▶ **DOCUMENT PASSAGE**
== Segment start ==
According to Open Vallejo’s source, one of McCoy’s killers — Officer Ryan McMahon — got a bend on his “star” for this shooting. This would be his second “bend” in less than a year.
According to the same source, nearly 40% of the department’s officers had been involved in at least one shooting.
A new investigation — published by ProPublica in conjunction with Open Vallejo — helps explain why the department is so prone to violence. A major contributor is the department itself, which shows almost no interest in holding officers accountable for excessive force deployment.
Now, Open Vallejo and ProPublica have looked at what happens inside the department after those killings occur, examining more than 15,000 pages of police, forensic, and court files related to the city’s 17 fatal police shootings since 2011. Based on records that emerged after dozens of public records requests and two lawsuits filed by Open Vallejo, the news organizations found a pattern of delayed and incomplete investigations, with dire consequences.
One of the cases cited is the killing of Ronell Foster, something that started with a stop for a minor traffic violation involving a bike, morphed into a tasing and beating of Foster, and ended with Officer Ryan McMahon shooting Foster seven times: four in the back, two in the side, and one in the head.
The department took 18 months to even get around to reviewing this case, ultimately finding only that McMahon had violated policy by escalating a minor traffic violation stop into a beating and killing. It recommended he be “punished” by attending a training course on officer safety and tactics. By that time, McMahon had already killed another person, Willie McCoy, during another controversial shooting.
Six times since 2011, an officer who has killed someone has killed again while still under investigation for the first shooting. In those six instances, the shortest investigation lasted 243 days. The longest? 1,470 days — more than four years.
== Segment end ==
(Natural-language object grounding data)
== Segment start ==
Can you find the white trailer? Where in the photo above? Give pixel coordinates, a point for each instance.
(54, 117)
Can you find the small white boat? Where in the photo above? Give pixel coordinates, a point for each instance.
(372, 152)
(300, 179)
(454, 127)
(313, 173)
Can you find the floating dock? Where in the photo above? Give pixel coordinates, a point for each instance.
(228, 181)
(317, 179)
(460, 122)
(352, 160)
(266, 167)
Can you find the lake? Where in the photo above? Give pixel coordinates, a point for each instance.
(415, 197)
== Segment end ==
== Segment start ==
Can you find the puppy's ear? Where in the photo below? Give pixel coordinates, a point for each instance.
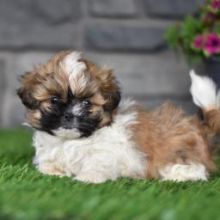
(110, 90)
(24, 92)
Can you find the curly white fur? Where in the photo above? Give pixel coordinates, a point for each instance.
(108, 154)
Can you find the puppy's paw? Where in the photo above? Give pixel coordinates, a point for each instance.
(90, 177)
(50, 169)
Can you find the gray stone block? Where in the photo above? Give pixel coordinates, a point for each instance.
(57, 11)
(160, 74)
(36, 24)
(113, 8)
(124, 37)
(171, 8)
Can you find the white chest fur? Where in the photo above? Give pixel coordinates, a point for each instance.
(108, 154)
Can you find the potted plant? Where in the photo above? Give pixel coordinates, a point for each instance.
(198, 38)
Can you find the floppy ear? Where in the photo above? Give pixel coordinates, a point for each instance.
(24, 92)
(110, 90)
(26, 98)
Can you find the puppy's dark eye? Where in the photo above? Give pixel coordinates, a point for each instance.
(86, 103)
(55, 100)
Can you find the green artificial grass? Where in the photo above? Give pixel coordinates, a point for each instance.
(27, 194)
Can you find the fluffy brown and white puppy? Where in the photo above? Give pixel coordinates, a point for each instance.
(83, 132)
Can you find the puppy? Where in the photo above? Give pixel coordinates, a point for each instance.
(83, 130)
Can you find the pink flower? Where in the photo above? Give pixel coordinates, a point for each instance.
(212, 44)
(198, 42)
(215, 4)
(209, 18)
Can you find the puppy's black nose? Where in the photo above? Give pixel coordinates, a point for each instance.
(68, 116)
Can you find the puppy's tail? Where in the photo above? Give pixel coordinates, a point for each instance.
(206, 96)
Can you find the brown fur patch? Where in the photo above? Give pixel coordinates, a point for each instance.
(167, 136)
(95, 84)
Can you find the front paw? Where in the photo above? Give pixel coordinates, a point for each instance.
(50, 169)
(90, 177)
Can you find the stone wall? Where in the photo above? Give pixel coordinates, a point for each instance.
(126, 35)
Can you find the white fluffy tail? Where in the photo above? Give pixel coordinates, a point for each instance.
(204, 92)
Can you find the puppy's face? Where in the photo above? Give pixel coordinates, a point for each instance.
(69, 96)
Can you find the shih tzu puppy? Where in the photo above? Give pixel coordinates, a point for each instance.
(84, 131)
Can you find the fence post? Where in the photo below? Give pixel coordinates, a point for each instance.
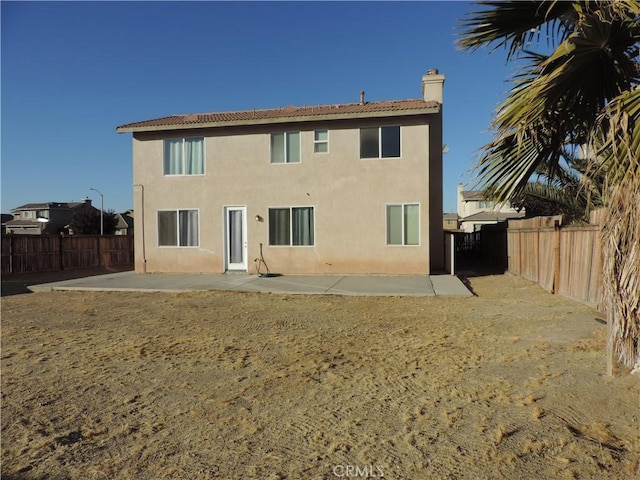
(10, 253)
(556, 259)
== Segment end ==
▶ **WHAT THIS TASK INVOLVES**
Name every individual person identified by name in the text about Vallejo police shootings.

▶ **RESULT FOR THIS TASK**
Ryan McMahon, Ronell Foster, Willie McCoy